Quoted text =

>> start

A Counterextremism Handbook for Defeating the Far Right
Lessons from Science, Moral Psychology, and Warzone Counterinsurgency
Amidst all the noise and partisan conflict, it seems like most in our media and political sphere understand how counterinsurgency works. It is about far more than force on force; its not merely kicking in doors or engaging insurgents with rifles, tanks or Striker vehicles. A crucial yet underrepresented part of counterinsurgency involves the use of nonlethal tools of face-to-face communication and cultural expertise. It is about working productively with villages, with tribal councils, or simply with the population at large. We did this amidst enormous differences in perspective, and amidst enormous cultural and religious points of moral conflict. These differences and frictions would arguably blow the hat off most people here in the Western world. Yet, we accomplished things together, across divides which most polarized Americans could not even imagine.
In this sense, counterinsurgency takes an approach grounded in credibility, respect and trust. In places like Iraq and Afghanistan, this required a practical grasp of the tribal systems and cultural nuances. As well as realistic expectations about what we could accomplish, and how to accomplish it.
Here are some principles of combatting extremism and defeating radical insurgency that are more relevant to our political landscape than ever before. They are lessons that we can take from our warzones and the elite warriors who worked alongside local populations to combat pockets of extremism:
Understand the spectrum of political beliefs, motivations, and behaviors on the Other Side
Have a strategy of outreach and engagement with people who support ‘the Other Side’
Drive a wedge between the extremists and the wider population
Seek to build bridges with those who don’t share your goals. Find common ground
Engage and build bridges with diverse sections of the populace
Tailor your communication to reach people outside your inner circle of agreement
Engage with the population segments likely to be persuaded by extremist propaganda
These are lessons from Counterinsurgency and Counter-extremism that need to be carried over to how we understand the war of ideas and political battleground here at home, in America and much of Europe. In places in which the key ‘political and civil terrain’ is contested between various extremists and their echo chambers, we need to know how to respond. How to engage the different facets of the wider population with nuanced analysis and targeted messaging. And to do so with the humility to realize that many people we disagree with — which is often a rather sizable segment of the population at large — are not ‘The Enemy’. They should not be lumped into a simple category nor ‘otherized’ as an out-group.

>> end

Dataset excerpt =
>> start

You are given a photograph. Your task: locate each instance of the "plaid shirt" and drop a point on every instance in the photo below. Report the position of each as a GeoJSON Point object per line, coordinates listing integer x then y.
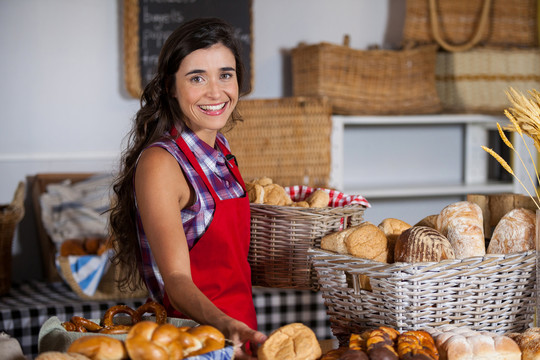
{"type": "Point", "coordinates": [196, 218]}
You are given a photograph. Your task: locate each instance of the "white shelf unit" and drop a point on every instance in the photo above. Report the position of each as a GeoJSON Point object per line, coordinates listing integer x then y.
{"type": "Point", "coordinates": [474, 160]}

>> end

Task list =
1) From the counterextremism handbook, can you extract the part that opens with the words containing "In this sense, counterinsurgency" and closes with "to accomplish it."? Copy it word for word.
2) How would you condense the paragraph of the counterextremism handbook beginning "In this sense, counterinsurgency takes an approach" into one shorter sentence that keeps its main facts?

Answers given =
1)
In this sense, counterinsurgency takes an approach grounded in credibility, respect and trust. In places like Iraq and Afghanistan, this required a practical grasp of the tribal systems and cultural nuances. As well as realistic expectations about what we could accomplish, and how to accomplish it.

2) Counterinsurgency rests on credibility, respect and trust, which in Iraq and Afghanistan meant a practical grasp of tribal systems and cultural nuances plus realistic expectations about what could be accomplished and how.